### AIM OF THE TASK
Can you write out all of the material below, word for word?

### LISTED ENTRIES

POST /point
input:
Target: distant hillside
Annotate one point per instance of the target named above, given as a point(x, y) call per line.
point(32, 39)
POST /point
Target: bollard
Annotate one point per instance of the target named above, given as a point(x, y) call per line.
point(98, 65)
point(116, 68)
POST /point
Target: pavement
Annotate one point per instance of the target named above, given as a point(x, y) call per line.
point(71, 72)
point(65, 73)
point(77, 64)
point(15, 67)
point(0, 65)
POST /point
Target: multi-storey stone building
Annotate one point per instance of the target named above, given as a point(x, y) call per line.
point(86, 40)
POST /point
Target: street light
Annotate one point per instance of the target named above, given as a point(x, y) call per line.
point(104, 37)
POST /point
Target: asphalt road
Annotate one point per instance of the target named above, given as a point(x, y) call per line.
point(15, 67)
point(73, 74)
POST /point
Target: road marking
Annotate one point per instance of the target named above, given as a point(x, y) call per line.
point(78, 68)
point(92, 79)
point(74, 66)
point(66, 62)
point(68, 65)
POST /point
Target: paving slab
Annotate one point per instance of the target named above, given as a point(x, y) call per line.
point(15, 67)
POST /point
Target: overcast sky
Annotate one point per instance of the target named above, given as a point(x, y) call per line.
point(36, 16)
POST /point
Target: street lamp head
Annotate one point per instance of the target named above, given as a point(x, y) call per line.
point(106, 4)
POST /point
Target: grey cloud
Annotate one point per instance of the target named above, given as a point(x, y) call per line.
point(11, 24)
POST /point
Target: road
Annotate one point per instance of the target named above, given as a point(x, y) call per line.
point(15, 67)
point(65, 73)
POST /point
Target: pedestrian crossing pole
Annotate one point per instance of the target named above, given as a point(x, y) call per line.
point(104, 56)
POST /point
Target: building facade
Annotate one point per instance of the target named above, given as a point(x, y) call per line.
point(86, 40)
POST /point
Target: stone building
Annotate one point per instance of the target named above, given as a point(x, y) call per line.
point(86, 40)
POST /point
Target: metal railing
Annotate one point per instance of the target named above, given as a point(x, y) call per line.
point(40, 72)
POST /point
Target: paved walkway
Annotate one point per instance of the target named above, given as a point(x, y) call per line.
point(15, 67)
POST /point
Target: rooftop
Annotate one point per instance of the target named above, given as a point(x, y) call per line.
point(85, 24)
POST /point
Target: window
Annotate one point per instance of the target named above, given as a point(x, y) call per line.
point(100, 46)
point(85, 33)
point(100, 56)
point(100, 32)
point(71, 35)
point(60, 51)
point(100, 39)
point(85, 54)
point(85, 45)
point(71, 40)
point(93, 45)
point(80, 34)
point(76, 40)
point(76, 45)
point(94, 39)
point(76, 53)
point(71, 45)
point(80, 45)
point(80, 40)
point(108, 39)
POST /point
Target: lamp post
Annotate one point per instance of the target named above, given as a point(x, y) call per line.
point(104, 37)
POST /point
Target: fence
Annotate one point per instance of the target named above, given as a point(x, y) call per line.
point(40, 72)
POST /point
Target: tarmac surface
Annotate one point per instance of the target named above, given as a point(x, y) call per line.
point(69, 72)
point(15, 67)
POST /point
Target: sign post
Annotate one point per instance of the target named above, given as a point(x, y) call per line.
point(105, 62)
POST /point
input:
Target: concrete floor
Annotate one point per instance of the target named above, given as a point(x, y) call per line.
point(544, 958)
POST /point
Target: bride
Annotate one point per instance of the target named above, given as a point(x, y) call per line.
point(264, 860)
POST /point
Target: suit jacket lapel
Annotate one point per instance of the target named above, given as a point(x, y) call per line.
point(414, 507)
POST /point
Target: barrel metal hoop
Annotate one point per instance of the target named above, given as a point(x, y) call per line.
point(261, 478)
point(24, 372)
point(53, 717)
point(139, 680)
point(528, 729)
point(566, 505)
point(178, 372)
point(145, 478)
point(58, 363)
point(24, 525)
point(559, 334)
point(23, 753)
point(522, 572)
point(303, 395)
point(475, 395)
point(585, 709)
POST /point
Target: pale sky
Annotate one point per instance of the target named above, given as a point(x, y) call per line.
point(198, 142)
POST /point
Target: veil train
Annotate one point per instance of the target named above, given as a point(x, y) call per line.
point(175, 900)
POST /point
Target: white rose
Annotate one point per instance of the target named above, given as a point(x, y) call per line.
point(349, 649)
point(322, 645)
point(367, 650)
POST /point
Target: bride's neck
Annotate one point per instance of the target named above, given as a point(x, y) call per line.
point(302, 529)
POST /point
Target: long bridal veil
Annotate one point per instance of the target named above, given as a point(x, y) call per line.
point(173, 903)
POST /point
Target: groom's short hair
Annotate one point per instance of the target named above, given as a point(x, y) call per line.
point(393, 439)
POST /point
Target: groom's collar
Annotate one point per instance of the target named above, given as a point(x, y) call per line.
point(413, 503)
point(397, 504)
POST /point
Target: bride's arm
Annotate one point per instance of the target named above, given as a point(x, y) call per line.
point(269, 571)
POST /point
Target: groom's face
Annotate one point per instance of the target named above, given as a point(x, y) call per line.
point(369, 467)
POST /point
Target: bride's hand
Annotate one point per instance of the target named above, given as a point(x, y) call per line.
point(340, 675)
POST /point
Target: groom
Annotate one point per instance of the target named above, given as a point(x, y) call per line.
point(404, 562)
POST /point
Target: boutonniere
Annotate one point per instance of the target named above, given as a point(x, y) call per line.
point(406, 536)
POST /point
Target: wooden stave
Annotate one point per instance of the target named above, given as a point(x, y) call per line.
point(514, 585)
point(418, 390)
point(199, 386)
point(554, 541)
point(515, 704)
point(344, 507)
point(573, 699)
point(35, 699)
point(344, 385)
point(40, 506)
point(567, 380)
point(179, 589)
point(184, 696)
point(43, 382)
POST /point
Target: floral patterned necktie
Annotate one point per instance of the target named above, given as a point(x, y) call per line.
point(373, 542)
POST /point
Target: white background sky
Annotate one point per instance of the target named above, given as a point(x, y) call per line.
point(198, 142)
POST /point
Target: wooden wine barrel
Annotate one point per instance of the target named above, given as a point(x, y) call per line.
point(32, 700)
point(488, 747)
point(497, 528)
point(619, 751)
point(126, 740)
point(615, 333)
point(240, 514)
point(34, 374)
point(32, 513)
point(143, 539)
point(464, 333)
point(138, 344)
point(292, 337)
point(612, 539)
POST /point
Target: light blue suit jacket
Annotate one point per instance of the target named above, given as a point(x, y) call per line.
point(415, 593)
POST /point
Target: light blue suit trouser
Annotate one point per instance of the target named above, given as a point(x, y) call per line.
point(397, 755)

### TASK OUTPUT
POST /point
input:
Target: distant hillside
Annotate one point per instance of the target named above, given as a point(x, y) call per line.
point(32, 39)
POST /point
Target: bollard
Annotate one point per instance of the target named above, given as a point(x, y) call per line.
point(98, 65)
point(116, 68)
POST /point
Target: pavement
Annotate one point per instance of the target named above, given as a point(x, y) call per line.
point(71, 72)
point(65, 73)
point(77, 64)
point(15, 67)
point(0, 65)
POST /point
Target: multi-storey stone building
Annotate one point per instance of the target named above, given as a point(x, y) call per line.
point(86, 40)
POST /point
Target: street light
Annotate one point per instance of the target named above, given as a point(x, y) call per line.
point(104, 37)
POST /point
Target: asphalt road
Annotate one point per instance of the target named above, given as a point(x, y) call per line.
point(15, 67)
point(73, 74)
POST /point
Target: road marking
Annotate one point per instance of the target named above, given as a point(x, y) call per line.
point(78, 68)
point(92, 79)
point(74, 66)
point(66, 62)
point(68, 65)
POST /point
Target: paving slab
Annotate one point per instance of the target named above, given as a point(x, y) call per line.
point(15, 67)
POST /point
Target: overcast sky
Annotate one point per instance of the target named above, given as a point(x, y) call per line.
point(36, 16)
POST /point
Target: street lamp head
Annotate one point per instance of the target named above, given as a point(x, y) call per line.
point(106, 4)
POST /point
Target: grey cloud
Annotate one point per instance of the target named above, given as a point(x, y) call per line.
point(11, 24)
POST /point
Target: road
Annotate one point per instance of the target named above, given as a point(x, y) call per line.
point(15, 67)
point(65, 73)
POST /point
Target: pedestrian crossing pole
Annotate one point per instance of the target named above, given as a point(x, y) call per line.
point(104, 56)
POST /point
Target: building facade
Annotate one point per instance of the target named above, given as a point(x, y) call per line.
point(86, 40)
POST /point
Target: stone building
Annotate one point per instance of the target named above, given as a point(x, y) call per line.
point(86, 40)
POST /point
Target: metal railing
Annotate one point per instance of the target named above, given as a point(x, y) call per line.
point(40, 72)
POST /point
Target: paved walkway
Annotate one point per instance of the target named above, given as a point(x, y) call per line.
point(15, 67)
POST /point
Target: rooftop
Annotate one point per instance of the target named above, given as a point(x, y) call per line.
point(85, 24)
POST /point
Target: window
Annotate one point per instance of the target named above, given as a point(x, y) call per line.
point(100, 46)
point(85, 33)
point(100, 56)
point(100, 32)
point(71, 35)
point(60, 51)
point(100, 39)
point(85, 54)
point(85, 45)
point(71, 40)
point(93, 45)
point(80, 34)
point(76, 40)
point(76, 45)
point(94, 39)
point(76, 53)
point(71, 45)
point(80, 45)
point(80, 40)
point(108, 39)
POST /point
Target: lamp post
Annotate one point per instance of the target named above, given as a point(x, y) call per line.
point(104, 37)
POST /point
Target: fence
Annotate one point per instance of the target named above, given as a point(x, y) call per line.
point(40, 72)
POST /point
Target: tarmac surface
Annotate one point per instance of the target named above, given as a point(x, y) call per line.
point(69, 72)
point(15, 67)
POST /point
Target: sign post
Annotate one point per instance of the target named above, given as a point(x, y) call per line.
point(105, 62)
POST /point
input:
Target: concrete floor
Annotate one point per instance of the target named above, given as a point(x, y) call per line.
point(544, 958)
POST /point
Target: bride
Annotate one point per instance of the target named above, given as a point(x, y) call per line.
point(264, 860)
POST /point
Target: suit jacket lapel
Annotate one point per instance of the target named above, given as a point(x, y) call per line.
point(414, 507)
POST /point
Target: barrel metal hoop
Annotate one point per instance of the target named above, given as a point(x, y) call per line.
point(261, 478)
point(24, 372)
point(53, 717)
point(139, 680)
point(528, 729)
point(566, 505)
point(178, 372)
point(145, 478)
point(58, 363)
point(24, 525)
point(559, 334)
point(23, 753)
point(522, 572)
point(303, 395)
point(475, 395)
point(585, 709)
POST /point
Target: pale sky
Annotate one point per instance of the target named above, given as a point(x, y) call per line.
point(198, 142)
POST /point
Target: veil train
Annotate one point per instance of the target named above, given as a point(x, y) call per line.
point(175, 900)
POST /point
Target: white rose
Annotate one point per instance of the target named above, given as a point(x, y) call per line.
point(349, 649)
point(322, 645)
point(367, 650)
POST /point
Target: bride's neck
Annotate one point per instance of the target named above, given as a point(x, y) call per line.
point(302, 529)
POST /point
Target: long bridal veil
Annotate one point per instance of the target named above, given as a point(x, y) call per line.
point(173, 903)
POST /point
Target: groom's short hair
Annotate one point per instance of the target named above, given as a point(x, y) call per line.
point(393, 439)
POST /point
Target: groom's collar
Annotate one point per instance of the target named above, given as a point(x, y) call per line.
point(413, 503)
point(397, 504)
POST /point
Target: bride's arm
Annotate one point per instance of the target named above, given as a point(x, y) call per line.
point(269, 571)
POST /point
Target: groom's face
Annotate one point per instance of the target named above, given as a point(x, y) call per line.
point(369, 467)
POST /point
Target: bride's hand
Annotate one point per instance of the target named above, given as a point(x, y) call per line.
point(340, 675)
POST /point
Target: groom
Annotate one point per instance of the target named above, given as a point(x, y) call per line.
point(404, 562)
POST /point
Target: boutonniere
Annotate one point per instance of the target named above, given as a point(x, y) call per line.
point(406, 536)
POST /point
Target: wooden stave
Annotate one point per instance of the target named above, given as a point(x, y) call per line.
point(514, 585)
point(418, 390)
point(199, 386)
point(554, 541)
point(515, 704)
point(344, 507)
point(573, 699)
point(35, 699)
point(344, 385)
point(40, 506)
point(567, 380)
point(179, 589)
point(184, 696)
point(43, 382)
POST /point
Target: floral patterned necktie
Annotate one point per instance of the target named above, given as a point(x, y) call per line.
point(373, 542)
POST /point
Target: white background sky
Annotate one point per instance of the target named above, given as a point(x, y) call per line.
point(198, 142)
POST /point
Target: wooden wine barrel
Annotate one point per instance of the target named above, given as a point(x, y) call per line.
point(32, 700)
point(488, 747)
point(497, 528)
point(619, 751)
point(126, 740)
point(615, 333)
point(240, 514)
point(34, 374)
point(32, 513)
point(143, 539)
point(464, 333)
point(138, 344)
point(292, 337)
point(612, 539)
POST /point
Target: light blue suit jacket
Annotate one point per instance of the target named above, given as a point(x, y) call per line.
point(415, 593)
POST /point
Target: light blue suit trouser
Annotate one point per instance of the target named above, given as a point(x, y) call per line.
point(397, 755)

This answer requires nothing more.